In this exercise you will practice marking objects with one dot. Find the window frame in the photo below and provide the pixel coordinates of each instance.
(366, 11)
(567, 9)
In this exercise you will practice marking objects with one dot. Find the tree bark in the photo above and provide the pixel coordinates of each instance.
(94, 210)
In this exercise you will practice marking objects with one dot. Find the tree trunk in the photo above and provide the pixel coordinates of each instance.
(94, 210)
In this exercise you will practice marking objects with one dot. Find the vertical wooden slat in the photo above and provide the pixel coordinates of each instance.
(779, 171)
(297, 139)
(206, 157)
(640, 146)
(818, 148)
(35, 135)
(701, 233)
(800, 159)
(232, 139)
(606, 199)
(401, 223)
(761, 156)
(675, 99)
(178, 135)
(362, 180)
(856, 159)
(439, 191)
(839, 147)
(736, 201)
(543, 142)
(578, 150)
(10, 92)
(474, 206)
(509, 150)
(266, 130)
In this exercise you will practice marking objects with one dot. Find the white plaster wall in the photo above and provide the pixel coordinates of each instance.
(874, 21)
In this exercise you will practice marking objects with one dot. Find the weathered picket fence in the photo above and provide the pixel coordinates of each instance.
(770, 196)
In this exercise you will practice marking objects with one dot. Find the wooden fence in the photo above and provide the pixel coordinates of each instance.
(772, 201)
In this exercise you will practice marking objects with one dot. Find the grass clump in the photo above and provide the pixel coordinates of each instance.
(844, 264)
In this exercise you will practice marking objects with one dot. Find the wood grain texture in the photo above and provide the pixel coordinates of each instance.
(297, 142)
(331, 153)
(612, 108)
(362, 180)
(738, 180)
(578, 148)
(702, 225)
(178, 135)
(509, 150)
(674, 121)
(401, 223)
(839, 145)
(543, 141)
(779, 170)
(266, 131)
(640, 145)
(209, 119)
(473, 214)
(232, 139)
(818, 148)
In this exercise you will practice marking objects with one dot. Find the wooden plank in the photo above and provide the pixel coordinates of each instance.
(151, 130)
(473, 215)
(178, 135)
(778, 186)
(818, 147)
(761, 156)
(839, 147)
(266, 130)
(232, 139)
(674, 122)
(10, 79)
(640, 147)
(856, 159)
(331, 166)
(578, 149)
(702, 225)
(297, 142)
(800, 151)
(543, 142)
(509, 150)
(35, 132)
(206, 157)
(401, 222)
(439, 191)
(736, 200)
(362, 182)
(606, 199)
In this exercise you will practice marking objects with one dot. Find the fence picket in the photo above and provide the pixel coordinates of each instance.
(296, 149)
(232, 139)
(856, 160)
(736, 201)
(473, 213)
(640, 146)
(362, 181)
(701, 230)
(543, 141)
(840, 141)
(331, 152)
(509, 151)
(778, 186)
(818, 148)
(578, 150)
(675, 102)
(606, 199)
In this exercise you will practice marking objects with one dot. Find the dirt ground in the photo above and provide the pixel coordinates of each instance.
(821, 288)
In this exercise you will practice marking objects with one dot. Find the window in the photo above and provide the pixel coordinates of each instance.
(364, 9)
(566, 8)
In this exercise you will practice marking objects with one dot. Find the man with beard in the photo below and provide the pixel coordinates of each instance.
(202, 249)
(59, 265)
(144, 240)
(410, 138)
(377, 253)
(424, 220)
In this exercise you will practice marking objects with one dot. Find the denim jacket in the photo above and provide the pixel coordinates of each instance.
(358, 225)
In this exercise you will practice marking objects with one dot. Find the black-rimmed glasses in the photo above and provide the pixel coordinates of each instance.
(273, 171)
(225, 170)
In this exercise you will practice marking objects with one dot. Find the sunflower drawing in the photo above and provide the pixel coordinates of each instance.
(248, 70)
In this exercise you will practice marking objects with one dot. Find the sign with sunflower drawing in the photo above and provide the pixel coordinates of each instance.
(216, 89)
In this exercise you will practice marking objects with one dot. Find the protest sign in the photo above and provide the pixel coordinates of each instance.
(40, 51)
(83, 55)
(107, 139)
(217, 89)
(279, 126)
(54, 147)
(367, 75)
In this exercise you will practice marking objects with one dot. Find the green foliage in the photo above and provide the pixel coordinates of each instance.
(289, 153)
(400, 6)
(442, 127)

+---+

■ GOAL OF THE EXERCISE:
Nothing in the entries should be skipped. Output them all exactly.

■ THE ANSWER:
In this exercise you will practice marking objects with one dot. Find the window frame in the photo below and provide the pixel coordinates of each instance.
(366, 11)
(567, 9)
In this exercise you will practice marking objects with one dot. Find the tree bark in the photo above and provide the pixel coordinates of each instance.
(94, 210)
In this exercise you will practice marking objects with one dot. Find the tree trunk in the photo above and provide the pixel coordinates of each instance.
(94, 210)
In this exercise you will practice marking objects with one dot. Find the vertical wooden slat in the photo above and provide the pixel coordinates of each instance.
(779, 171)
(297, 139)
(206, 157)
(640, 146)
(818, 148)
(35, 135)
(701, 233)
(800, 159)
(232, 139)
(606, 199)
(401, 223)
(761, 156)
(675, 99)
(178, 135)
(362, 180)
(856, 159)
(439, 191)
(839, 147)
(736, 201)
(543, 142)
(578, 150)
(10, 92)
(474, 206)
(509, 150)
(266, 130)
In this exercise you will practice marking objects with one dot. Find the white plaster wall in the photo above and provide the pixel coordinates of each instance.
(874, 21)
In this exercise you will practice marking objects with one dot. Find the weathered picket fence in the photo above and provide the pixel coordinates of each instance.
(770, 196)
In this exercise you will practice marking objects with one dot. Find the wooden fence in the photo above and provide the pixel coordinates of each instance.
(772, 201)
In this exercise you will practice marking objects with one dot. Find the grass clump in the photo above and provide the pixel coordinates of each instance.
(844, 264)
In this exercise you will practice marking objects with one dot. Find the wood grain texture in the photo above and provide the pixel coordinates of each instance.
(297, 142)
(331, 153)
(612, 108)
(362, 180)
(738, 180)
(578, 148)
(702, 225)
(178, 135)
(509, 150)
(674, 121)
(401, 223)
(839, 145)
(543, 141)
(779, 170)
(266, 131)
(640, 145)
(209, 119)
(473, 214)
(232, 139)
(818, 148)
In this exercise you will practice marking objects with one dot. Find the wooden plank in the photo above and provide the pixel coordinates of each instance.
(151, 130)
(473, 215)
(178, 135)
(778, 186)
(818, 147)
(761, 156)
(839, 147)
(266, 130)
(232, 139)
(674, 122)
(10, 79)
(640, 147)
(856, 159)
(331, 166)
(578, 149)
(702, 225)
(297, 142)
(800, 151)
(543, 142)
(509, 150)
(35, 132)
(206, 157)
(401, 222)
(439, 191)
(736, 200)
(362, 182)
(606, 199)
In this exercise you will practice marking objects with one dot. Find the fence picket in the photo above and provide the pixel coordinates of each instance.
(296, 149)
(232, 139)
(856, 160)
(736, 201)
(473, 213)
(640, 146)
(362, 181)
(701, 230)
(543, 141)
(840, 141)
(331, 152)
(509, 151)
(778, 186)
(818, 148)
(578, 150)
(675, 102)
(606, 199)
In this exercise you will practice marking objects with one dot. Find the dirt ground in the photo above and provide the pixel coordinates of each instance.
(821, 288)
In this exercise you will practice marking objects with one dot. Find the window in the photo above and provide the pixel coordinates of each instance.
(364, 9)
(566, 8)
In this exercise you will practice marking objects with one dot. Find the man with beard in the photo below and provide the pixel coordinates of each instance.
(202, 249)
(59, 265)
(144, 240)
(410, 138)
(377, 253)
(424, 220)
In this exercise you will practice marking objects with one dot. Find the denim jacket in the photo above and provide the pixel coordinates of each instance.
(358, 225)
In this exercise you will practice marking objects with one dot. Find the black-rimmed glasses in the photo above and provide the pixel coordinates of each instance.
(273, 171)
(225, 170)
In this exercise you will practice marking objects with one dot. Find the sunflower drawing in the photo above and provide the pixel coordinates of each instance.
(248, 70)
In this exercise you will practice marking objects with one dot. Find the sign with sunflower drawing in the photo above and provide the pixel coordinates of each instance.
(216, 89)
In this exercise you will practice marking objects with one dot. Find the protest sign in the photo above and provide the pixel coordinates of each instance.
(40, 51)
(83, 55)
(107, 139)
(217, 89)
(279, 126)
(54, 147)
(367, 75)
In this exercise you will practice marking objects with one dot. Find the green foliage in the photo above and provide the pixel coordinates of each instance.
(289, 153)
(400, 6)
(442, 127)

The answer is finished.